__Exercise objective__
Set down exactly the lines below, from the one containing "Target: paving stone path" through the final line, and include no others.

__Records supplied__
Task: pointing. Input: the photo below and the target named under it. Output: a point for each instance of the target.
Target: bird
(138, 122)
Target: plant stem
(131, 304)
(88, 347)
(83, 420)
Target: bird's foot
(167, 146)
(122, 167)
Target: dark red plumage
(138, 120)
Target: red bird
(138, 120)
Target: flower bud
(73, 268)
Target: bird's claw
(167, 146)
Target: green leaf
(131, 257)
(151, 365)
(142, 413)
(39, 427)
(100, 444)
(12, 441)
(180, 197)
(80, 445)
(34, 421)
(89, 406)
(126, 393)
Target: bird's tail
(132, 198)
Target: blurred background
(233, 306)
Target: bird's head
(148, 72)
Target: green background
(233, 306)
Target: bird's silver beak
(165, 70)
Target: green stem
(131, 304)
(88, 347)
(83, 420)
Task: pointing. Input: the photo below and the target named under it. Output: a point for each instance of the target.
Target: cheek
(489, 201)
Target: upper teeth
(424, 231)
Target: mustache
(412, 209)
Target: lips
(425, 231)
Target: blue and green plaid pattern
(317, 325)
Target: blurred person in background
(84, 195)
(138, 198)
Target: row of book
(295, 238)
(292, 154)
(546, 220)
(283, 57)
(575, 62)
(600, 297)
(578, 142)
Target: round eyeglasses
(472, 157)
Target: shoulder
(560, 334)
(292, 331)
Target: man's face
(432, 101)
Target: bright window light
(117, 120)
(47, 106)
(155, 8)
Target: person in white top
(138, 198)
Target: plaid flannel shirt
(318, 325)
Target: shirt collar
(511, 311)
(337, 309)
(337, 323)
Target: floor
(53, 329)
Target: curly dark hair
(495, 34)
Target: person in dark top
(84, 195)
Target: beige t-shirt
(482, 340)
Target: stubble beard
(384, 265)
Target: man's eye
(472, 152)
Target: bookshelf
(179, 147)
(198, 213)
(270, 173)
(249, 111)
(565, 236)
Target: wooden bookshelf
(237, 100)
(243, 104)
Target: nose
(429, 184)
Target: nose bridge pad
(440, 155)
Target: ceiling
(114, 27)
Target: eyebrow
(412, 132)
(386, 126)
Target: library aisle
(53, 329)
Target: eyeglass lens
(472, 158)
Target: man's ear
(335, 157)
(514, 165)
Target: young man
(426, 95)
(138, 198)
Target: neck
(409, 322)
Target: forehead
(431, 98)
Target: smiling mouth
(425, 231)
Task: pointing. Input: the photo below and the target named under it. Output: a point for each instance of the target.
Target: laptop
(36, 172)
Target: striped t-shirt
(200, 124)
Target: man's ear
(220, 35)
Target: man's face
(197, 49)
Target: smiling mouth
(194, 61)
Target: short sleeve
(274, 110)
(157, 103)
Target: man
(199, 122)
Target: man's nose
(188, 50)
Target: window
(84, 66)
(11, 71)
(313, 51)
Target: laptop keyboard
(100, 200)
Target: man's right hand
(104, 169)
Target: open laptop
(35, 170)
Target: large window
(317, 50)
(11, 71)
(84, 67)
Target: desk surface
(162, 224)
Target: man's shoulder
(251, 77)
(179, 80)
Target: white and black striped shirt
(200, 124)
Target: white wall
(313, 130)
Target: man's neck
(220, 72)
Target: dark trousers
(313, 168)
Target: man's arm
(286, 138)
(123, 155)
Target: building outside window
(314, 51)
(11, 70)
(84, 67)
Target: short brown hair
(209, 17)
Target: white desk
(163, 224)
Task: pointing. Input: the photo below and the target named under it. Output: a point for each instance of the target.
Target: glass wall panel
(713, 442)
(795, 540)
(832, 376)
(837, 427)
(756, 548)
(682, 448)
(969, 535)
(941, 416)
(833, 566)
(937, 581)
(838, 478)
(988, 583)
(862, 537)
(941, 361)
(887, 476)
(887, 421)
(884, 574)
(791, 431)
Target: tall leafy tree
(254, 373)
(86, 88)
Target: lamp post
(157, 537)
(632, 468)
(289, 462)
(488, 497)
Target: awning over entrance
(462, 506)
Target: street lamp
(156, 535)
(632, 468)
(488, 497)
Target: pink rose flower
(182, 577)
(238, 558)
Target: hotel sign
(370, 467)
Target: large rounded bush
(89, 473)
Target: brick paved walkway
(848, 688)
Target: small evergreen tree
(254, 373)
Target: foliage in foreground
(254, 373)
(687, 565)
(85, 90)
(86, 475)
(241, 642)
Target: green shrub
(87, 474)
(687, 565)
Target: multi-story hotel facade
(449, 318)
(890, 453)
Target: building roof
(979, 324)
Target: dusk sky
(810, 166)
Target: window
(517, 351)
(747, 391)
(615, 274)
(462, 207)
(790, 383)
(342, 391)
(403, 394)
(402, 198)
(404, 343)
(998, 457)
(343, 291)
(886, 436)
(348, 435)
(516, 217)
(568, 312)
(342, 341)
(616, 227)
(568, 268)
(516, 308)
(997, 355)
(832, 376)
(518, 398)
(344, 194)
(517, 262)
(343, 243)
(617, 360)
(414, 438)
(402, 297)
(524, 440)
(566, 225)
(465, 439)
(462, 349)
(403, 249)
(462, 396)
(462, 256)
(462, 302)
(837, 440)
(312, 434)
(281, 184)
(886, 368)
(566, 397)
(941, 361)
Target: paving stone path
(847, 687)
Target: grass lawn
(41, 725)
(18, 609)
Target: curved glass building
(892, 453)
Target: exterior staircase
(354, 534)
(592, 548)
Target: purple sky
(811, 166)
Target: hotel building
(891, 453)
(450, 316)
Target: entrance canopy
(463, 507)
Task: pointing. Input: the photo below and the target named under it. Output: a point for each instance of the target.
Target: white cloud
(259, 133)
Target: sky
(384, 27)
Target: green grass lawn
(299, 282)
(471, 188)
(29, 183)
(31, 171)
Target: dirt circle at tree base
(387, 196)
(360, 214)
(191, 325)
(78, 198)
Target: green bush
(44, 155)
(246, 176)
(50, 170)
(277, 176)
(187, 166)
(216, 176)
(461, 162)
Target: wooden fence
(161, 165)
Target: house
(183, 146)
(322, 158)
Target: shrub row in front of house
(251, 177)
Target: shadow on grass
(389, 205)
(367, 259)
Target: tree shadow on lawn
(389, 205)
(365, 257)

__Answer to this task__
Target: paving stone path
(847, 687)
Target: grass lawn
(41, 725)
(18, 609)
Target: curved glass building
(892, 453)
Target: exterior staircase
(354, 534)
(592, 548)
Target: purple sky
(811, 166)
Target: hotel building
(891, 453)
(450, 316)
Target: entrance canopy
(463, 507)
Task: pointing. Input: the photo below and the target named under it. Output: a point for each instance of the target.
Target: white cloud
(259, 133)
Target: sky
(384, 27)
Target: green grass lawn
(299, 282)
(471, 188)
(29, 183)
(31, 171)
Target: dirt circle at tree base
(387, 196)
(360, 214)
(191, 325)
(78, 198)
Target: green bush
(44, 155)
(246, 176)
(50, 170)
(277, 176)
(187, 166)
(216, 176)
(461, 162)
Target: wooden fence
(161, 165)
Target: house
(183, 146)
(322, 158)
Target: shrub row in front of house
(251, 177)
Target: shadow on grass
(389, 205)
(367, 259)
Target: tree shadow on lawn
(389, 205)
(365, 257)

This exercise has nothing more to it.